* Work to do:
From the line that holds "jar with red" to the last line of the data, copy everything exactly; leave out all the rest.

* Provided information:

|---|

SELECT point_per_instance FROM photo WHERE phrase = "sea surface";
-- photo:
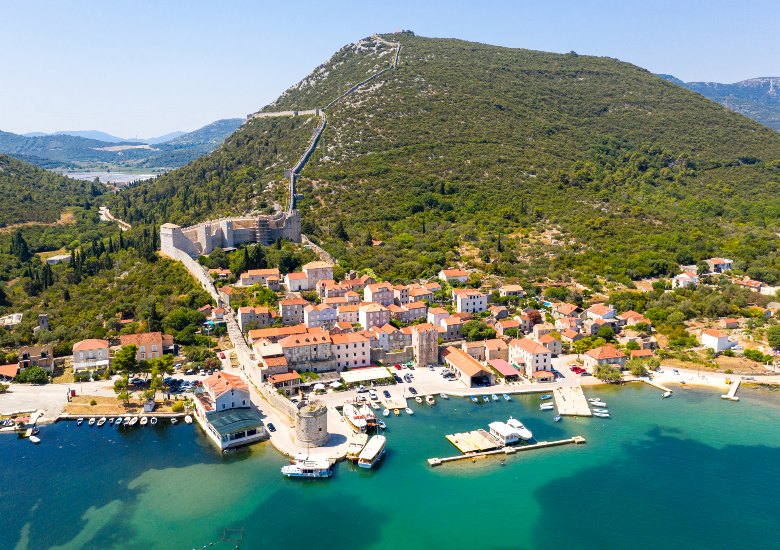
(692, 471)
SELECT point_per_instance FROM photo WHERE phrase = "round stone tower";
(311, 426)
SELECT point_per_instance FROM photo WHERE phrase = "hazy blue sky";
(143, 68)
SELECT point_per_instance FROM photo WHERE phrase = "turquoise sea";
(692, 471)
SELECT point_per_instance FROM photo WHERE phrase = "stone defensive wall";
(201, 239)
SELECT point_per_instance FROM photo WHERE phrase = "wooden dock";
(570, 401)
(473, 456)
(732, 394)
(474, 441)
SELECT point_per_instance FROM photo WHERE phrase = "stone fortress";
(201, 239)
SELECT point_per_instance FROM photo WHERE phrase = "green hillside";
(522, 163)
(31, 194)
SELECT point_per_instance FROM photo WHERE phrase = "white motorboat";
(308, 468)
(374, 450)
(354, 417)
(524, 433)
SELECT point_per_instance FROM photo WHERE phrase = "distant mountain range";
(85, 151)
(756, 98)
(103, 136)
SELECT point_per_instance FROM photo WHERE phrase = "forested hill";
(518, 162)
(31, 194)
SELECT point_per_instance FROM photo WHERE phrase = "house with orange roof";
(91, 354)
(454, 275)
(604, 355)
(224, 410)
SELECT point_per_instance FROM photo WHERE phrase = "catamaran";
(373, 451)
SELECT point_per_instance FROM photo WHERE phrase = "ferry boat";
(308, 468)
(524, 433)
(354, 417)
(356, 444)
(373, 452)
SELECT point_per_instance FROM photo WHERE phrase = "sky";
(144, 68)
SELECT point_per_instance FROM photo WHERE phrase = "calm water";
(687, 472)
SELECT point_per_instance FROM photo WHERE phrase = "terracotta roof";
(464, 362)
(92, 343)
(286, 377)
(605, 352)
(222, 382)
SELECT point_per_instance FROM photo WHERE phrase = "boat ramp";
(732, 394)
(570, 401)
(473, 456)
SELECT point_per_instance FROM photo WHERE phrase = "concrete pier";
(570, 401)
(732, 394)
(577, 440)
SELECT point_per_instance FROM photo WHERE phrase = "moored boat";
(308, 468)
(373, 451)
(354, 418)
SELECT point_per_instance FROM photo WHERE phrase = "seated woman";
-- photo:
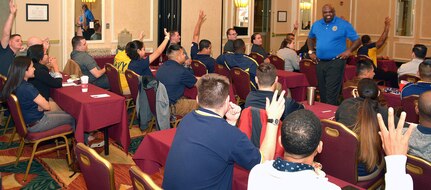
(288, 54)
(35, 108)
(47, 75)
(136, 51)
(256, 40)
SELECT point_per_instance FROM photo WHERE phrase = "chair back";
(18, 119)
(253, 123)
(408, 78)
(420, 170)
(133, 81)
(72, 68)
(114, 79)
(257, 57)
(199, 68)
(277, 62)
(308, 67)
(239, 80)
(221, 70)
(339, 156)
(141, 180)
(409, 104)
(97, 171)
(349, 92)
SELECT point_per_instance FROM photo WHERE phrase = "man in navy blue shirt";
(176, 77)
(202, 52)
(329, 34)
(206, 146)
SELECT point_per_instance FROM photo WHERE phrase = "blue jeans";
(53, 119)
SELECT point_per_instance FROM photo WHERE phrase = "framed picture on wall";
(37, 12)
(281, 16)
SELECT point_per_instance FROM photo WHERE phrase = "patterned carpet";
(49, 171)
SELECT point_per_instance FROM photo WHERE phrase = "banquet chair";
(199, 68)
(339, 156)
(308, 67)
(420, 171)
(115, 85)
(409, 104)
(97, 171)
(252, 122)
(257, 57)
(277, 62)
(408, 78)
(141, 180)
(36, 137)
(239, 80)
(133, 81)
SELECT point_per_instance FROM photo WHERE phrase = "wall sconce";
(241, 3)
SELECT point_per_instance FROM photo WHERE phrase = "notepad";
(99, 95)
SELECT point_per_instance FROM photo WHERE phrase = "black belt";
(32, 124)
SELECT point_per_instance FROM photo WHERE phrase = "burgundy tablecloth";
(296, 82)
(152, 153)
(387, 65)
(95, 113)
(322, 110)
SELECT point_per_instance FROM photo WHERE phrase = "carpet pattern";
(50, 171)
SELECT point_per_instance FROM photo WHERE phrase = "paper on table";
(100, 95)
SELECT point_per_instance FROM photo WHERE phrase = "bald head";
(424, 106)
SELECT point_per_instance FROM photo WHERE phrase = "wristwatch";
(274, 121)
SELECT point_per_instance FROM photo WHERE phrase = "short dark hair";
(213, 90)
(300, 133)
(266, 74)
(365, 39)
(35, 53)
(204, 43)
(420, 51)
(132, 49)
(425, 69)
(363, 65)
(239, 46)
(76, 40)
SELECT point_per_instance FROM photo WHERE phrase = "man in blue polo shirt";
(10, 44)
(206, 146)
(241, 60)
(421, 86)
(202, 52)
(176, 77)
(329, 35)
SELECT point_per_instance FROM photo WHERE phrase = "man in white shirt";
(419, 53)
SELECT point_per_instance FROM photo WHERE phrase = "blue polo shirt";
(204, 151)
(6, 56)
(141, 66)
(242, 61)
(175, 77)
(331, 37)
(415, 89)
(207, 60)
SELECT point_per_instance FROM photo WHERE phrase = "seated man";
(419, 53)
(241, 60)
(202, 52)
(87, 63)
(421, 86)
(420, 141)
(266, 81)
(206, 146)
(176, 78)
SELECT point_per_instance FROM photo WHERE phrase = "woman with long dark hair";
(35, 108)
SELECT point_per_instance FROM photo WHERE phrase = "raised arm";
(8, 24)
(385, 33)
(160, 49)
(198, 25)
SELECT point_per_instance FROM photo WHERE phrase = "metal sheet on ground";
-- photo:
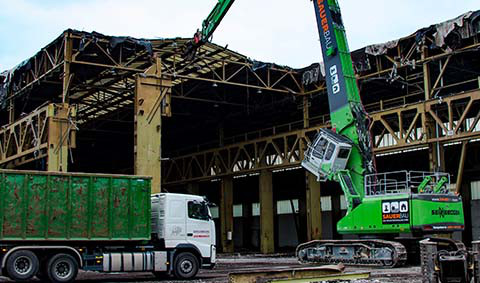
(281, 273)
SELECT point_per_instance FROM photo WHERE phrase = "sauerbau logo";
(395, 211)
(442, 212)
(324, 22)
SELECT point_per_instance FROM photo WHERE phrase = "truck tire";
(186, 266)
(22, 265)
(62, 268)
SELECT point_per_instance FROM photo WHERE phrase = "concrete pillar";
(436, 156)
(152, 101)
(59, 139)
(247, 225)
(226, 214)
(267, 231)
(314, 211)
(193, 188)
(336, 215)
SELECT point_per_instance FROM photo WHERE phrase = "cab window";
(198, 210)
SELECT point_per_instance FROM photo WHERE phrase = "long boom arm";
(346, 112)
(209, 25)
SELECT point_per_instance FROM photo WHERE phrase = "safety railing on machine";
(398, 182)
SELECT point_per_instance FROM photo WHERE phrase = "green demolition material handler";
(381, 206)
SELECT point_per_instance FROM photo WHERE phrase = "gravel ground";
(228, 264)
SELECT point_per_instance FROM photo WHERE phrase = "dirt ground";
(227, 264)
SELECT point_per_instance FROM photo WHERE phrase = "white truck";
(184, 225)
(54, 224)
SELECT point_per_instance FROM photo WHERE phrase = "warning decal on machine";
(395, 211)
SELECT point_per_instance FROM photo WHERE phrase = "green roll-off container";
(73, 206)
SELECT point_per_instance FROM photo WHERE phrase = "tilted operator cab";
(327, 155)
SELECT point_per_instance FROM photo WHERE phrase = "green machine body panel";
(386, 203)
(405, 213)
(70, 206)
(344, 154)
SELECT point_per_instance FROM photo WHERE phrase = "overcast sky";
(280, 31)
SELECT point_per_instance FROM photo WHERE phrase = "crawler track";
(379, 253)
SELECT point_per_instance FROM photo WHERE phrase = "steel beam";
(267, 234)
(60, 127)
(152, 94)
(314, 211)
(226, 214)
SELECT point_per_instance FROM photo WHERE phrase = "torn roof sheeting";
(9, 78)
(447, 34)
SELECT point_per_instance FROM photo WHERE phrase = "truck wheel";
(62, 268)
(186, 266)
(22, 265)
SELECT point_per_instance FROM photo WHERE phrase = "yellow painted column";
(314, 211)
(60, 127)
(267, 233)
(226, 214)
(152, 96)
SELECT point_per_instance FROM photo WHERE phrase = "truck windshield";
(198, 210)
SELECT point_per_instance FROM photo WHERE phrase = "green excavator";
(380, 206)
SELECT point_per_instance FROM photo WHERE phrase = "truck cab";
(184, 223)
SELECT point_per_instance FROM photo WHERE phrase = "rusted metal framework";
(96, 74)
(419, 96)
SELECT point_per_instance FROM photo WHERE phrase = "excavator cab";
(328, 154)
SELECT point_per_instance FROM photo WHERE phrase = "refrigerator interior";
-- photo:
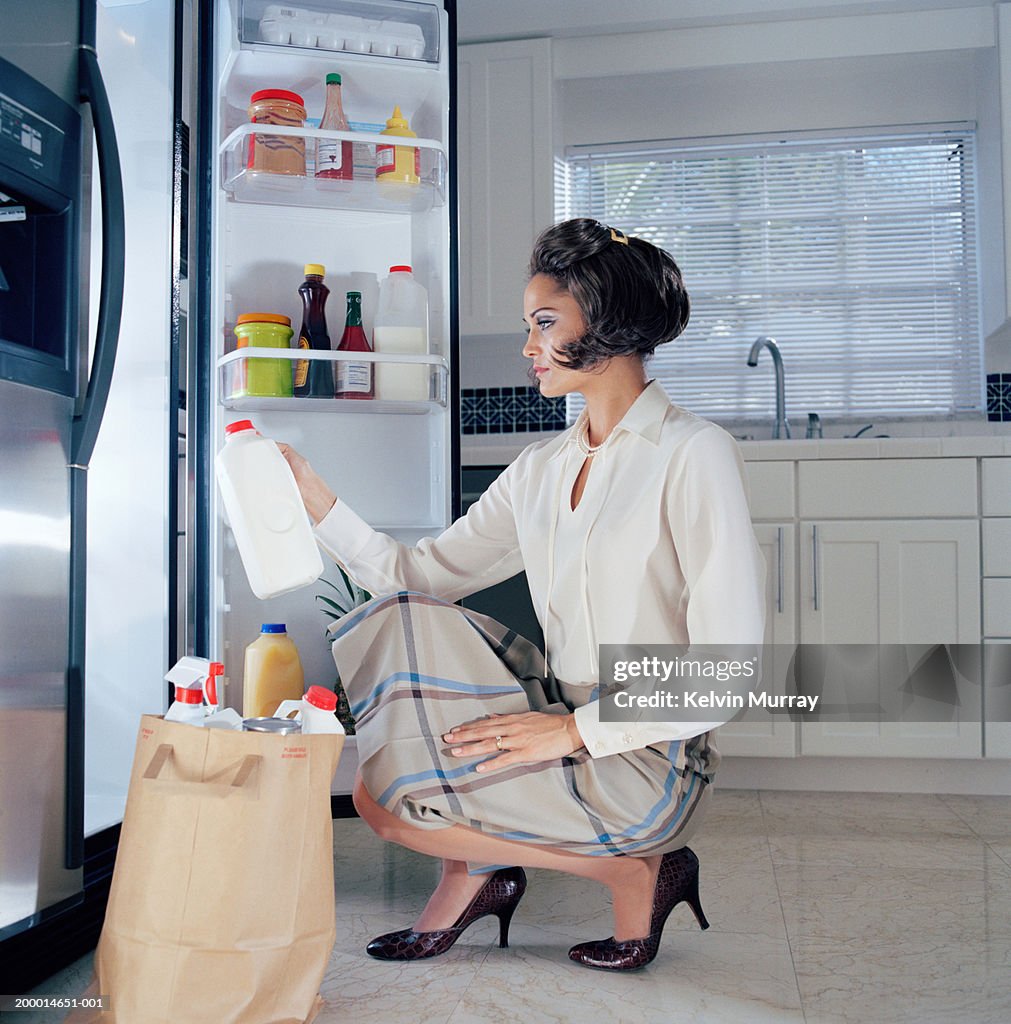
(388, 461)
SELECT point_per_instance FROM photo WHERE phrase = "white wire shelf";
(247, 184)
(247, 371)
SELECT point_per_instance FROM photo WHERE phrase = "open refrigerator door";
(394, 461)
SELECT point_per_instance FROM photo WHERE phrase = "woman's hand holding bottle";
(317, 497)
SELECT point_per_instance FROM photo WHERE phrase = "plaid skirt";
(414, 666)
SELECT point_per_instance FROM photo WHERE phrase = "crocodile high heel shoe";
(676, 882)
(499, 896)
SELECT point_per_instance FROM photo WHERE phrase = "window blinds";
(856, 255)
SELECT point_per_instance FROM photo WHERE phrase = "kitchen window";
(858, 255)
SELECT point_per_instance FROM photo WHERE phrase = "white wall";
(799, 95)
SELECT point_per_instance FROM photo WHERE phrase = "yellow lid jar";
(259, 377)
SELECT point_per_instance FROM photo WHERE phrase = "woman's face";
(553, 317)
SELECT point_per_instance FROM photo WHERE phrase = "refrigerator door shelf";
(248, 184)
(237, 381)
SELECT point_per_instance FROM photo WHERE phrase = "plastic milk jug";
(265, 511)
(402, 329)
(316, 711)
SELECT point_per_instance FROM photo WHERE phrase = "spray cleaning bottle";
(196, 689)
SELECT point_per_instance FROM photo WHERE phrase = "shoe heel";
(691, 898)
(504, 918)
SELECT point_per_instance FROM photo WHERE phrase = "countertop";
(487, 451)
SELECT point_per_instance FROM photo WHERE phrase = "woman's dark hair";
(630, 292)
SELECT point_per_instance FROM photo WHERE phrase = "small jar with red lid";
(277, 154)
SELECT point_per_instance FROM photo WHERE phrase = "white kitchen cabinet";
(997, 486)
(996, 491)
(912, 582)
(757, 733)
(504, 125)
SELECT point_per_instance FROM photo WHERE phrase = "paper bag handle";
(246, 771)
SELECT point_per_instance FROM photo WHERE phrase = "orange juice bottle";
(272, 672)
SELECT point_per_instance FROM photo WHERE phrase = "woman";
(632, 526)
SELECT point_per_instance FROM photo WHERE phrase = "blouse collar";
(644, 417)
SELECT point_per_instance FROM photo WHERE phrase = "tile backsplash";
(508, 411)
(999, 397)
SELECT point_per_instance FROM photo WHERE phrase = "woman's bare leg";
(631, 880)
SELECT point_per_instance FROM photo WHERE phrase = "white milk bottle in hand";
(266, 514)
(316, 711)
(402, 329)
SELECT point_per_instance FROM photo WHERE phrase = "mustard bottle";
(398, 163)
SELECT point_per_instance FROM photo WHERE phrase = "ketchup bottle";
(354, 380)
(313, 378)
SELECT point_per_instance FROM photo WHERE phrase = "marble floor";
(875, 908)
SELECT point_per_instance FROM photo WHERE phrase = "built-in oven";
(40, 180)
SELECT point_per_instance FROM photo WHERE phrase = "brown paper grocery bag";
(221, 907)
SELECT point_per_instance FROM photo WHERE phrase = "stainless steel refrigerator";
(117, 309)
(52, 398)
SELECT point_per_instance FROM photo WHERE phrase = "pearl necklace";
(583, 441)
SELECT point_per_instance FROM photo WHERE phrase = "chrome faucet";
(782, 428)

|---|

* Response:
SELECT point_per_instance FROM photo WHERE phrase = "small jar with red lid";
(277, 154)
SELECT point_per_instance FROM photo WHERE phrase = "white kitchen cabinet";
(997, 486)
(996, 491)
(912, 582)
(757, 733)
(504, 125)
SELECT point_per_instance FROM photo WHERE phrase = "paper bag handle";
(246, 771)
SELECT point_per_instance FROM photo WHERE phrase = "orange juice bottle";
(272, 672)
SELECT point_per_instance FROM photo WHERE phrase = "woman";
(632, 526)
SELECT point_per_instance FROM photo WHERE phrase = "blouse collar";
(644, 417)
SELECT point_per_instance FROM photo WHERE phrase = "tile backsplash";
(508, 411)
(999, 397)
SELECT point_per_instance FROM photo WHERE phrase = "woman's bare leg";
(631, 880)
SELECT point_per_instance FROM photo WHERE phrase = "white milk bottle in hand";
(266, 514)
(316, 711)
(402, 329)
SELECT point_per_instance FROM photo WHERE phrase = "mustard bottle";
(398, 163)
SELECT point_per_instance FROM photo WHERE phrase = "ketchup bottle";
(354, 380)
(313, 378)
SELECT point_per_instance FROM photo WHERE phrase = "marble floor";
(875, 908)
SELECT point_per_instance FROM photo WHERE phrase = "built-in oven";
(40, 180)
SELECT point_per_instance FROM photo WHERE phrase = "brown paper grocery bag";
(221, 907)
SELECT point_per_instance FROM photo WHERE phrase = "stainless steel refrigerator";
(117, 309)
(52, 398)
SELECT point_per_instance FROM photo WHERE phrase = "pearl necklace";
(583, 441)
SELECT point_per_instance FROM photo WHERE phrase = "chrome faucet";
(782, 428)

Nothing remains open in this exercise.